Exercise brief: Leave the pictures out and restate every line below exactly.
—————
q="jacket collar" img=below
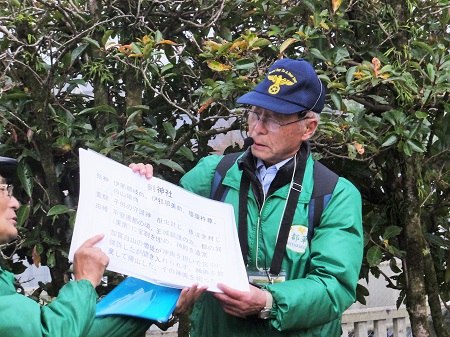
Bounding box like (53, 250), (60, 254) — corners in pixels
(237, 141), (311, 200)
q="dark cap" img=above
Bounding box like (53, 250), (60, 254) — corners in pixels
(0, 157), (18, 180)
(237, 58), (325, 114)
—————
Result of the exercise:
q="jacket collar" img=below
Bounding box like (53, 250), (60, 254) — corners in pixels
(237, 141), (311, 200)
q="dark cap" img=above
Bounding box like (53, 250), (60, 254) — corners in pixels
(0, 157), (18, 180)
(237, 58), (325, 114)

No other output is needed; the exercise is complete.